Page extract »
————

(Closed) matron of honor with hurt feelings and a disorganized, uncaring bride

posted 5 years ago in Bridesmaids
Post # 3
437 posts
Helper bee
  • Wedding: June 2017

@musicalhaylo:  Clearly your friend is more concerned about pleasing her mother in law than pleasing you… And I’m really sorry about that 🙁 At the same time though, I can relate to her… I have a very hard time standing up to my elders/people of authority.

It is her wedding though… And maybe you should just be happy to be hosting the party. I know it isn’t fair to you, but at the same time you don’t want to add extra stress to yourself when clearly the bride doesn’t really care. I would let it go… And try to focus on what is going on in your life. You don’t want to forever ruin her relationship with her mother in law, just so that you can host a shower…be the bigger person, forgive her, and try to enjoy hosting the party. 

Post # 5
7776 posts
Bumble Beekeeper
  • Wedding: November 1999

@musicalhaylo:  Sorry, but I kind of agree with the bride. The bridal shower is not about the Maid/Matron of Honor, it is about the bride. So if there is a date which works for everyone else, and you can’t be there, then so be it. You’ll still be the Maid/Matron of Honor, you’ll still be the one standing closest to her and supporting her on her wedding day – that is what really matters.

Post # 6
437 posts
Helper bee
  • Wedding: June 2017

@musicalhaylo:  aw, sorry I didn’t realize that was what was upsetting you the most. Did you try telling her that she hurt your feelings? She probably doesn’t realize it… obviously she has a lot going on. Maybe if you talk to her she will apologize… She picked you as him her maid of honor, clearly she loves you! And if she doesn’t apologize after you spell it out for her… Well maybe turning in your dress is a good idea. You don’t need to deal with someone who doesnt care about your feelings, you have a lot going on already

Post # 7
64 posts
Worker bee
  • Wedding: August 2013

I’m sorry for your hurt feelings but I think you need to take the bride at her word: it sounds like she told you herself that the shower is a minor detail that doesn’t mean much to her. Speaking from experience, some brides just don’t care about their showers, especially when their overbearing mother in laws have completely taken them over and there’s no way to get them back.


It’s your job as her Maid/Matron of Honor to make this time easier for her, not more difficult. If you’re looking for a reaffirmation of your friendship then I suggest you take the bride out to coffee and tell her that you’re so sorry you won’t be able to make her shower and express how much your friendship means to you. Tell her you feel like you’re missing out on an important part of your Maid/Matron of Honor duties and an important event in your friendship. Then see what she says. Bottom line is that if she can’t move the shower she can’t move the shower, and her future mother in law will be family for the rest. Of. Her. Life. Sometimes a girls gotta do what a girls gotta do, and I bet she would appreciate your support.


Post # 9
1860 posts
Buzzing bee
  • Wedding: June 2013

@musicalhaylo:  I feel like since the Mother-In-Law is offering to host the shower, it makes sense that she will choose a weekend that works for her to host as long as the bride doesn’t have a conflict. I know I wouldn’t feel ok ‘telling’ the people that were kind enough to offer to host a shower exactly when they should throw it. They all gave me some options and then I chose which one worked best for me. Honestly I didn’t really consider what might be going on for my bridesmaids, because I don’t want them to have to feel obligated to come to all of them. However – that being said – I will have FOUR showers before all is said and done, so chances are good that they will all make it to at least one (with the exception of one of my sisters that lives really far away).

————

Given exercise A » Repeat the passage of the bridal shower forum thread starting with "posted 5 years" and going on through "elders/people of authority.".
Given exercise B » Write what follows the last post in the bridal shower forum thread, picking up right after its final sentence.

(Entries drawn from a collection)
————

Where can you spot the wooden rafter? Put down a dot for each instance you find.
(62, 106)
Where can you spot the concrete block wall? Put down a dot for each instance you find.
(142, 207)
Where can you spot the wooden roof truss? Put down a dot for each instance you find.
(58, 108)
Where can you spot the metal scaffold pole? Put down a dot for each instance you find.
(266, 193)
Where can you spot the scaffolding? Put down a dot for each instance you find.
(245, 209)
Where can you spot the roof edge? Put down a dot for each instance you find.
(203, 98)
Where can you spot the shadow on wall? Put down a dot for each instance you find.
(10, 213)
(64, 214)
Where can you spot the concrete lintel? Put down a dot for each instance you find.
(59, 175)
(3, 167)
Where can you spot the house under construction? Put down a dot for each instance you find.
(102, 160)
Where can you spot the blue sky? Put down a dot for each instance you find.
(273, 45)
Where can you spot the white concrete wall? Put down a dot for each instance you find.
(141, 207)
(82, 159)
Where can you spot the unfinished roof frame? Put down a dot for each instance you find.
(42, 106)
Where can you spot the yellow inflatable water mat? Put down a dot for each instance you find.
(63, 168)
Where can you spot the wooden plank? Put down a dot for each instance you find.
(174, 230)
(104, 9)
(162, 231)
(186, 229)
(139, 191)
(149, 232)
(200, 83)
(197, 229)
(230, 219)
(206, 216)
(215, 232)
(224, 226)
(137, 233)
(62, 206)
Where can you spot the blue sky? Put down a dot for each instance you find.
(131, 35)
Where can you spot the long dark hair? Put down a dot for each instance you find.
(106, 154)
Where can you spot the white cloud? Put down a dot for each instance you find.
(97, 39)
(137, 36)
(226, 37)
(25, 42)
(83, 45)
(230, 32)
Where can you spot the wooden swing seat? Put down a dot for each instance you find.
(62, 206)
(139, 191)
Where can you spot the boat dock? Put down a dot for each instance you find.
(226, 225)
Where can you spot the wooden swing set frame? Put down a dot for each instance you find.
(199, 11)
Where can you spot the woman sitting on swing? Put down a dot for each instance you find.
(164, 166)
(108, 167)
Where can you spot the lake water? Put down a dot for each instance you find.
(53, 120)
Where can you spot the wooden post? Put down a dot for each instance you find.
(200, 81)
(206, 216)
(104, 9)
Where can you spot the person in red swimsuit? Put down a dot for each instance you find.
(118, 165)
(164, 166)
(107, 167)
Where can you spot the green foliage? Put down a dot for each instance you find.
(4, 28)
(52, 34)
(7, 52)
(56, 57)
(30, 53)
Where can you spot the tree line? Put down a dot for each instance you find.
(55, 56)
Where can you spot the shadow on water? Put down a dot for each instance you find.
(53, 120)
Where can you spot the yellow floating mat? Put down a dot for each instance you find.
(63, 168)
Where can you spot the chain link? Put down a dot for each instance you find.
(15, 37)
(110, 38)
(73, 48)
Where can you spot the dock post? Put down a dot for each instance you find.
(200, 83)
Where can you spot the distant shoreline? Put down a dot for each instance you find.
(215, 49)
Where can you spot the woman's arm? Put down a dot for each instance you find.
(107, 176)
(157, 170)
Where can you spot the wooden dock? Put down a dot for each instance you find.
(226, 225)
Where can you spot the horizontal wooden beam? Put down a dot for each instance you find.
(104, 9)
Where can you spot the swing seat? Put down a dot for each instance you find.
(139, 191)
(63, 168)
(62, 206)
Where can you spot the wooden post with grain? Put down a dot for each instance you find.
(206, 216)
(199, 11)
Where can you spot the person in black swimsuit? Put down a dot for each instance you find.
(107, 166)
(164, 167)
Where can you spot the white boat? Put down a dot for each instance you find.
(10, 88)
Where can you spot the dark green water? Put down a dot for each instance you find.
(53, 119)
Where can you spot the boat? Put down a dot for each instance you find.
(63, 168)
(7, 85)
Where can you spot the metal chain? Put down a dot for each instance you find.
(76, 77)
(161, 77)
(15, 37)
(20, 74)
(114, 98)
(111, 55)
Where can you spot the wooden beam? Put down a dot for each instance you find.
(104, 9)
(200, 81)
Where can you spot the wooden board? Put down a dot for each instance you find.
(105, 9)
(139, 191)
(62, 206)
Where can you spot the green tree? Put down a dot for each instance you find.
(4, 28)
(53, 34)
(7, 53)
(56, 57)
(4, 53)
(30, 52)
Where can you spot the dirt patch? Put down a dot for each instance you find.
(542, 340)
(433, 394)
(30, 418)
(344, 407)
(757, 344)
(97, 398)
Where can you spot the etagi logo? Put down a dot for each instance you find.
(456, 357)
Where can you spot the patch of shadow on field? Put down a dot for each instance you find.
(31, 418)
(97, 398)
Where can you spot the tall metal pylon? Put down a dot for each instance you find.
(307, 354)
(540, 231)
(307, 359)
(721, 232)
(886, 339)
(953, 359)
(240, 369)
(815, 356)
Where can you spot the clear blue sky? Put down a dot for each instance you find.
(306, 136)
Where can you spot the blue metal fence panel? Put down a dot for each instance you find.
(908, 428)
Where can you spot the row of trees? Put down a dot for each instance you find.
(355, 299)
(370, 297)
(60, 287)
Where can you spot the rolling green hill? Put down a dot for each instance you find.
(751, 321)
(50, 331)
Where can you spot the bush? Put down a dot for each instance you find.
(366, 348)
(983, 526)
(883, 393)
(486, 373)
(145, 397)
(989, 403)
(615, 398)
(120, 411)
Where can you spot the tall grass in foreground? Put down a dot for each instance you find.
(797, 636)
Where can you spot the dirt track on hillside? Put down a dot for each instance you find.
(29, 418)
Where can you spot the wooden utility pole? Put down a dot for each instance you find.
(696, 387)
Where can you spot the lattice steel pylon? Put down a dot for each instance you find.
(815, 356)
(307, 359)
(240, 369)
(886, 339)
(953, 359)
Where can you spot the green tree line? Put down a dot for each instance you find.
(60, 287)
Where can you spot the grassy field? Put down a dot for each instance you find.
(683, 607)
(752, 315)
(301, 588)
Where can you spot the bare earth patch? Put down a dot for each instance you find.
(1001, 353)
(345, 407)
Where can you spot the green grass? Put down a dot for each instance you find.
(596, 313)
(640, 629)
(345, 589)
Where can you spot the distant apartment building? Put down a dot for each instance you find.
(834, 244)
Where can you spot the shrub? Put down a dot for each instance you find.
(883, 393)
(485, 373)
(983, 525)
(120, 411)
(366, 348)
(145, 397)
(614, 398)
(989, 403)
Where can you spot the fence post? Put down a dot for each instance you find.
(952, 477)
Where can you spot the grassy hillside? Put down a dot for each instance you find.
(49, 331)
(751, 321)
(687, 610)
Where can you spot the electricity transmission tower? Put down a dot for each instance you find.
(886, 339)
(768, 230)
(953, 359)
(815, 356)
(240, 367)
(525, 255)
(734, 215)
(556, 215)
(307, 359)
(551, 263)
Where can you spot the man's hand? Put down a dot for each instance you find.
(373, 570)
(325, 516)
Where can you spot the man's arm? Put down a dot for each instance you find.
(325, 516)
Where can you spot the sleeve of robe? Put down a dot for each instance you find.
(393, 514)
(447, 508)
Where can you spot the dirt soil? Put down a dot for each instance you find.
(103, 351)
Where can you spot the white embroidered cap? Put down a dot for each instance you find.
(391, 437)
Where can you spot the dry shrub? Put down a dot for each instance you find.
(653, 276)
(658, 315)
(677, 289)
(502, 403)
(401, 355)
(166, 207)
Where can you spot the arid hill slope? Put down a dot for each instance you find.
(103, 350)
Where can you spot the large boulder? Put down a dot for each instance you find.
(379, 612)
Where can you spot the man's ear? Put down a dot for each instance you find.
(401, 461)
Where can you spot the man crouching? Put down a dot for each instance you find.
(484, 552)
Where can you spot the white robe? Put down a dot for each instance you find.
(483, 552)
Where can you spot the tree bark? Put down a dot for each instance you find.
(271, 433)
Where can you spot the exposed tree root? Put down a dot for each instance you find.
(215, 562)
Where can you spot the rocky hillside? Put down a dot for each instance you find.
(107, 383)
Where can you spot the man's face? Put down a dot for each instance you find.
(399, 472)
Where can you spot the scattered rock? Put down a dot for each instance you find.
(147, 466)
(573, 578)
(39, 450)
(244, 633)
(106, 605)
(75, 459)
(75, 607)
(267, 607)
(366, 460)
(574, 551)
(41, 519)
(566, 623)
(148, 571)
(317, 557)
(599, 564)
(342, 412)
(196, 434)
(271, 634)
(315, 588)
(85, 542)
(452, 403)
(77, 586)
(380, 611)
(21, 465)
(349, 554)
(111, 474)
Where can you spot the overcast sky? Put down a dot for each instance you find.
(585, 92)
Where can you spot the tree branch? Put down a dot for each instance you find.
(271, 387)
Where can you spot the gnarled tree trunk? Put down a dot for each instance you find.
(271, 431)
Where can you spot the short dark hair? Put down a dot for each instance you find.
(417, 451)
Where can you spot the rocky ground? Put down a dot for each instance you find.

————

Exercise response A »
posted 5 years ago in Bridesmaids
Post # 3
437 posts
Helper bee
  • Wedding: June 2017

@musicalhaylo:  Clearly your friend is more concerned about pleasing her mother in law than pleasing you… And I’m really sorry about that 🙁 At the same time though, I can relate to her… I have a very hard time standing up to my elders/people of authority.

Exercise response B »
I don’t think she’s being “disorganized and uncaring” – I honestly think she is probably just geting overwhelmed with ‘stuff’ and doesn’t want this to be an issue, so she’s trying to downplay the importance of the shower so that you don’t feel guilty that you can’t be there. 

@BrideAliBean:  +1

Post # 10
3285 posts
Sugar bee
  • Wedding: January 2014

@E_Lynne615:  +1


If I were the bride, I would totally have said somthing like, “It’s no big deal if you can’t make it!” so that you wouldn’t feel guilty. Is it possible she knows that you’re stressed about the move and wants to take off something that might be an additional stressor?


Ugh, these things are so hard! Hugs!

Post # 11
1158 posts
Bumble bee
  • Wedding: April 2013

It sounds like her Future Mother-In-Law is a handful. Don’t be upset with your friend, sounds like she is just trying to keep the peace.

Post # 12
46225 posts
Honey Beekeeper
  • Wedding: November 1999

@musicalhaylo:  Instead of interpreting the bride’s words and actions as not caring if you are at the shower, are you able to see that she might be trying to give you a break? An out, if you are unable to attend because of your move, and the financial commitment to travel back and forth?

When two people aren’t direct with each other, each of you is left assuming what is meant by the other.

Post # 13
563 posts
Busy bee
  • Wedding: August 2009

She’s going to have to deal with her Mother-In-Law her whole life, and I can understand her telling the Mother-In-Law to throw whatever kind of shower she wants whenever she wants it.  I did this wtih my mother, and wound up with an insanely over the top shower at a venue I hated.  I didn’t invite any of my friends, and my mother had a wonderful time with all of her friends since they like to watch their friend’s daughter open pots.  My mother had  a wonderful time, so it was all good.  

My advice to you is to only participate in the wedding to the extent that makes you happy.  If you don’t want to plan a shower/party/whatever, then just see if the bride is okay with your not being involved in those things.  Let the Mother-In-Law do whatever she wants, and you don’t have to go.  Just show up on the day of the wedding to support your friend, and you will be fine.  The bride just might not care about showers – I sure as hell didn’t care about showers, and still wound up with two of them (my mother’s, plus one that a friend threw which was nice since it didn’t involve opening pots.) 

Post # 14
1589 posts
Bumble bee
  • Wedding: March 2014

I agree that she prob thinks she’s doing you a favor by giving you an out. You’ll be there for the most important day.